Stored data:
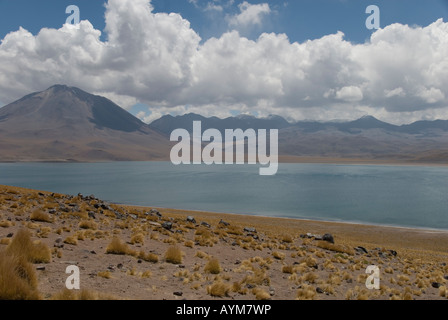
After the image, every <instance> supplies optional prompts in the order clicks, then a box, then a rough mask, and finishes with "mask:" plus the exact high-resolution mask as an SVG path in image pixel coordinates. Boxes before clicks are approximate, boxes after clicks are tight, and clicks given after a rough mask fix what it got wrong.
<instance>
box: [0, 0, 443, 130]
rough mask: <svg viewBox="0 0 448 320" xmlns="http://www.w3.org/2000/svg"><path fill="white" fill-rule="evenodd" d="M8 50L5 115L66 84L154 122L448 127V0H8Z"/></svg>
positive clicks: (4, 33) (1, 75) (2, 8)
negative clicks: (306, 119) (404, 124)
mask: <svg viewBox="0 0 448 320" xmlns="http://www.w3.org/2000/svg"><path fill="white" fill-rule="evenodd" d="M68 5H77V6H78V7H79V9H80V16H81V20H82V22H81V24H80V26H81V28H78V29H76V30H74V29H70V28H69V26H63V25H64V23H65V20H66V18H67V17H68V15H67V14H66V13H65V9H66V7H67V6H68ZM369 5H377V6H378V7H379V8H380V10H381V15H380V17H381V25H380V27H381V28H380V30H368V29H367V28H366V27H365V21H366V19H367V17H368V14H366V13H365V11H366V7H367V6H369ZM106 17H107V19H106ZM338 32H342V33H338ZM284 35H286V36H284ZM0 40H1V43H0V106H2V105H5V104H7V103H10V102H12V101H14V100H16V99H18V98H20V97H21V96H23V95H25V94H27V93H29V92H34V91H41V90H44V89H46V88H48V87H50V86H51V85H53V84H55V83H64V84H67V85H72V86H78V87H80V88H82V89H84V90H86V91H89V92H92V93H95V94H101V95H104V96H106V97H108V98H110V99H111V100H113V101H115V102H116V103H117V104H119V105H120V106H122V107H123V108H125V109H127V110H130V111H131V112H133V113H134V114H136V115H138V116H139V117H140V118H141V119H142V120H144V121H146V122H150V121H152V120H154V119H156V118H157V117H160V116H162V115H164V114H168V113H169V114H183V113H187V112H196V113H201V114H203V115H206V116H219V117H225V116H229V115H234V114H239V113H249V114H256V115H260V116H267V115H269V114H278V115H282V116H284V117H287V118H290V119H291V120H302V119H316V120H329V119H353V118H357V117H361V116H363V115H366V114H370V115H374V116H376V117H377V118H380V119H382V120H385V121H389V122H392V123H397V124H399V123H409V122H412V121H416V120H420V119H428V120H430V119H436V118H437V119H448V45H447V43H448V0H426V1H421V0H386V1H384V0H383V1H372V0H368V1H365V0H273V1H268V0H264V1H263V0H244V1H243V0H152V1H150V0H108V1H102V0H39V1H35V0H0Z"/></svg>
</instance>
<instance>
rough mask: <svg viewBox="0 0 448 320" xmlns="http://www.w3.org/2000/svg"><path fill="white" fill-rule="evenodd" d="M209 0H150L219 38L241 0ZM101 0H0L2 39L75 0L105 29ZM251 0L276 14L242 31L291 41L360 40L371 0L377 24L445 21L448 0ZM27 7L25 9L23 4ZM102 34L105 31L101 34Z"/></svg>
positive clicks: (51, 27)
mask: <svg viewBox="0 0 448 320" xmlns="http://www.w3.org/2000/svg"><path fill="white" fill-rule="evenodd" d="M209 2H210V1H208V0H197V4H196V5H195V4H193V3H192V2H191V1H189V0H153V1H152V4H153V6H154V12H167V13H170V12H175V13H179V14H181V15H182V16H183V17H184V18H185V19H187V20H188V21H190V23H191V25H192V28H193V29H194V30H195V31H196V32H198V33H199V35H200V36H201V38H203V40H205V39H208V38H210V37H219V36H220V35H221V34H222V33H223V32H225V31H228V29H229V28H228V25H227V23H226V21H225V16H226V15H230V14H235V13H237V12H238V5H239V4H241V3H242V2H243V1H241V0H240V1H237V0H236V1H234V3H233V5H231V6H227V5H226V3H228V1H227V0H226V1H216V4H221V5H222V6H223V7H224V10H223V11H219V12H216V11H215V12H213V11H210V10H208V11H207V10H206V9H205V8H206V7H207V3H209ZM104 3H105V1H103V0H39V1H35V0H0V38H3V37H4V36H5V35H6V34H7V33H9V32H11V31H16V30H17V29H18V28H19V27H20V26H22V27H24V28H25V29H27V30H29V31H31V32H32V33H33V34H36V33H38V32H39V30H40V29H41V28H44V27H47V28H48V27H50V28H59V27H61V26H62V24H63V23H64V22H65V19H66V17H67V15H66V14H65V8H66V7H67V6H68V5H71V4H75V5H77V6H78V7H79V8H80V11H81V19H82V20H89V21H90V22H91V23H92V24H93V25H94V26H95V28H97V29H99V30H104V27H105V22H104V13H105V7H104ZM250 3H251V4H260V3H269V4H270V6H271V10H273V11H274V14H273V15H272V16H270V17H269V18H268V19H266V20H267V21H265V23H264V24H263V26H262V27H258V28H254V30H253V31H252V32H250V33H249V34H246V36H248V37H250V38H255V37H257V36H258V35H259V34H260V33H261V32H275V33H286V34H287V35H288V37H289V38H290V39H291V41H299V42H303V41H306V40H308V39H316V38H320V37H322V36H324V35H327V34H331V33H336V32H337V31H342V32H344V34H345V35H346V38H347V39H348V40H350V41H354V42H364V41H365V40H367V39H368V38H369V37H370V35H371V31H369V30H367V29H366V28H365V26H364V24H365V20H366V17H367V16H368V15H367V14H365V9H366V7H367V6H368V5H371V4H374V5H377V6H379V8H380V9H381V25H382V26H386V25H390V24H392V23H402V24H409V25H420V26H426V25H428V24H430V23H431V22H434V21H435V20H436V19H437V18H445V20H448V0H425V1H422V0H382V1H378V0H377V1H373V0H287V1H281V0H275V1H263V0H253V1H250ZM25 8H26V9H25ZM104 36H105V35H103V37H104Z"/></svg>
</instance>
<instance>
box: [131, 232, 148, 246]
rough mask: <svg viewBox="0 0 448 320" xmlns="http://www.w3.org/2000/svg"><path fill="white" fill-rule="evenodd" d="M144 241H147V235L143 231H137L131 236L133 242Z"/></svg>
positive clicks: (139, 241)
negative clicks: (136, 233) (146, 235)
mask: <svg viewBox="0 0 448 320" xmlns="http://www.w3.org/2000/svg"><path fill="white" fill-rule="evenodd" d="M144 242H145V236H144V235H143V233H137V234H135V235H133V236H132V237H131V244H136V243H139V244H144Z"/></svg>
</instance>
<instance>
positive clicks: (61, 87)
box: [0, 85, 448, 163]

INSTRUCTION: Transcribe the data word for word, starting at the beginning and ending with the line that contains "17H107V19H106ZM338 32H342V33H338ZM284 35H286V36H284ZM0", and leave the pictures out of your answer.

SOLUTION TO THIS TASK:
After the image, every <instance> supplies optional prompts in the order clicks, then a box, then a rough mask, and finishes with "mask:" plus the exact high-resolution mask as an SVG path in image pixel coordinates. Boxes before clicks are approximate, boxes after clicks are tight, and clicks given after a rough mask fix what it got wrong.
<instance>
box: [0, 0, 443, 130]
rough mask: <svg viewBox="0 0 448 320" xmlns="http://www.w3.org/2000/svg"><path fill="white" fill-rule="evenodd" d="M8 50L5 115L66 84L154 122L448 127V0H8Z"/></svg>
positive clicks: (4, 33) (1, 75) (2, 8)
negative clicks: (306, 119) (404, 124)
mask: <svg viewBox="0 0 448 320" xmlns="http://www.w3.org/2000/svg"><path fill="white" fill-rule="evenodd" d="M68 5H77V6H78V7H79V9H80V16H81V20H82V22H81V24H80V26H81V28H78V29H76V30H74V29H70V28H69V26H63V25H64V23H65V20H66V18H67V17H68V15H67V14H66V13H65V9H66V7H67V6H68ZM369 5H377V6H378V7H379V8H380V10H381V15H380V17H381V25H380V27H381V28H380V30H368V29H367V28H366V27H365V21H366V19H367V17H368V14H366V13H365V11H366V7H367V6H369ZM106 17H107V19H106ZM338 32H342V33H338ZM284 35H286V36H284ZM0 40H1V43H0V106H2V105H5V104H7V103H10V102H12V101H14V100H16V99H18V98H20V97H21V96H23V95H25V94H27V93H29V92H34V91H41V90H44V89H46V88H48V87H50V86H51V85H53V84H55V83H64V84H67V85H72V86H78V87H80V88H82V89H84V90H86V91H89V92H92V93H95V94H101V95H104V96H106V97H108V98H110V99H111V100H113V101H115V102H116V103H117V104H119V105H120V106H122V107H123V108H125V109H127V110H130V111H131V112H133V113H134V114H136V115H138V116H139V117H140V118H141V119H142V120H144V121H146V122H150V121H152V120H154V119H156V118H157V117H160V116H162V115H164V114H168V113H169V114H183V113H187V112H196V113H201V114H203V115H206V116H219V117H225V116H229V115H234V114H239V113H249V114H256V115H260V116H267V115H269V114H278V115H282V116H284V117H287V118H290V119H291V120H302V119H316V120H329V119H353V118H357V117H361V116H363V115H366V114H370V115H374V116H376V117H377V118H380V119H382V120H385V121H389V122H392V123H397V124H399V123H409V122H412V121H416V120H420V119H428V120H430V119H436V118H437V119H448V45H447V43H448V0H426V1H421V0H386V1H384V0H383V1H372V0H368V1H365V0H273V1H268V0H264V1H263V0H244V1H243V0H152V1H150V0H108V1H102V0H39V1H35V0H0Z"/></svg>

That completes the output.